= Your objective =
Could you return all of the listing below exactly, please?

= Records provided =
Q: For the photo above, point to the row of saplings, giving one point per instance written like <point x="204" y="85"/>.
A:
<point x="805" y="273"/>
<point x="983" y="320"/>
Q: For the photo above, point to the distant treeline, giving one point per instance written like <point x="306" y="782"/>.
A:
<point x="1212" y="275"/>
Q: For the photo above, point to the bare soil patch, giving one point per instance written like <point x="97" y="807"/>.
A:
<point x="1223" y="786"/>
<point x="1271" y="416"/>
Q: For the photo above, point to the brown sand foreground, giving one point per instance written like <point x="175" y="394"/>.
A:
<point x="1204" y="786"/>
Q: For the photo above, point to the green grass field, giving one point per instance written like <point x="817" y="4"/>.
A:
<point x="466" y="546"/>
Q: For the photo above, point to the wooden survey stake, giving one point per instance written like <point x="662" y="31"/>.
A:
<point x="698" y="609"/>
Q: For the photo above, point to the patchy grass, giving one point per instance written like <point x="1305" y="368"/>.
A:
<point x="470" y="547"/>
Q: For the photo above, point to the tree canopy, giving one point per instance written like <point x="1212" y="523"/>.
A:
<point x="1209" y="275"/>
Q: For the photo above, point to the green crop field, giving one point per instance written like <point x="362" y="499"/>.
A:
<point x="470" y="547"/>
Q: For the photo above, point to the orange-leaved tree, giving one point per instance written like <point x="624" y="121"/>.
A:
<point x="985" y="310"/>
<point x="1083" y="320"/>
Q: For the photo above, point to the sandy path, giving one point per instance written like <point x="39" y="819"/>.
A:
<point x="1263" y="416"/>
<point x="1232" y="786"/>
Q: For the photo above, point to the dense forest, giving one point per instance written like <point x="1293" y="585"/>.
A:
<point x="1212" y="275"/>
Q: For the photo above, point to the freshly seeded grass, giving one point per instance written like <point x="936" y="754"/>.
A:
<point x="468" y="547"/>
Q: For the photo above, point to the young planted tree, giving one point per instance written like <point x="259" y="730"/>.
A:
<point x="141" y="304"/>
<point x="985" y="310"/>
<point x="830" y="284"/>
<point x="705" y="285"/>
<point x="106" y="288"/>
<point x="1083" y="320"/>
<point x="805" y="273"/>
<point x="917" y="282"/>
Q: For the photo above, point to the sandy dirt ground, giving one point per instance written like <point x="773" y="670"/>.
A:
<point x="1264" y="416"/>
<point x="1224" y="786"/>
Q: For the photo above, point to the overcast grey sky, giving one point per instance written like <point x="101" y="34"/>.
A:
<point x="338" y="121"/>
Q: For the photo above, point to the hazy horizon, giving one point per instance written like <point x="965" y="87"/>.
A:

= Your response =
Q: For the photo above, point to the row of saplings, giving one point per instance written like <point x="204" y="85"/>.
A:
<point x="805" y="273"/>
<point x="983" y="320"/>
Q: For the photo above, point to the distant treeline, giving one point per instance written like <point x="306" y="782"/>.
A:
<point x="1212" y="275"/>
Q: For the photo above, point to the bare soil patch, giving one point per instance written like <point x="97" y="807"/>.
A:
<point x="1223" y="786"/>
<point x="1271" y="416"/>
Q: For the photo above, point to the brown sand foreground, giving one point per instance written like <point x="175" y="394"/>.
A:
<point x="1204" y="786"/>
Q: For the photo above, point to the green grass field, giving one point per instance written like <point x="817" y="4"/>.
A:
<point x="466" y="546"/>
Q: For the photo above, point to the wooden survey stake, giving one point per instance written like <point x="662" y="31"/>.
A:
<point x="698" y="609"/>
Q: For the photo above, point to the patchy grass, giving one point per instance written like <point x="1305" y="368"/>.
A:
<point x="470" y="547"/>
Q: For the photo above, point to the tree canopy, giving one point per instance written like <point x="1212" y="523"/>.
A:
<point x="1209" y="275"/>
Q: For the photo above, point to the green crop field, giving one point per instance written like <point x="362" y="499"/>.
A:
<point x="470" y="547"/>
Q: For the photo above, point to the orange-leaved tree, giving one point per instance written like <point x="624" y="121"/>.
A:
<point x="985" y="310"/>
<point x="1083" y="320"/>
Q: For the photo above, point to the sandy path, giving one point per instance written like <point x="39" y="819"/>.
A:
<point x="1263" y="416"/>
<point x="1232" y="786"/>
Q: For the photo above, point to the dense forest, giving one point per instance written like <point x="1293" y="585"/>.
A:
<point x="1212" y="275"/>
Q: For the photo above, point to the freshly seeded grass, giving one point per instance written like <point x="936" y="754"/>.
A:
<point x="468" y="547"/>
Q: For the photo above, point to the young planted tree, giving one point per instance written like <point x="259" y="730"/>.
A:
<point x="141" y="304"/>
<point x="985" y="310"/>
<point x="830" y="284"/>
<point x="705" y="285"/>
<point x="106" y="288"/>
<point x="1083" y="320"/>
<point x="805" y="273"/>
<point x="917" y="282"/>
Q: For the photo above, point to the sandy dirt ground, giving one point per instance written like <point x="773" y="670"/>.
A:
<point x="1264" y="416"/>
<point x="1224" y="786"/>
Q: For the photo above, point to the overcast grey sky, giving one point per instance written like <point x="101" y="34"/>.
A:
<point x="338" y="121"/>
Q: For the photo above, point to the hazy horizon, giving one point per instance written like <point x="965" y="87"/>.
A:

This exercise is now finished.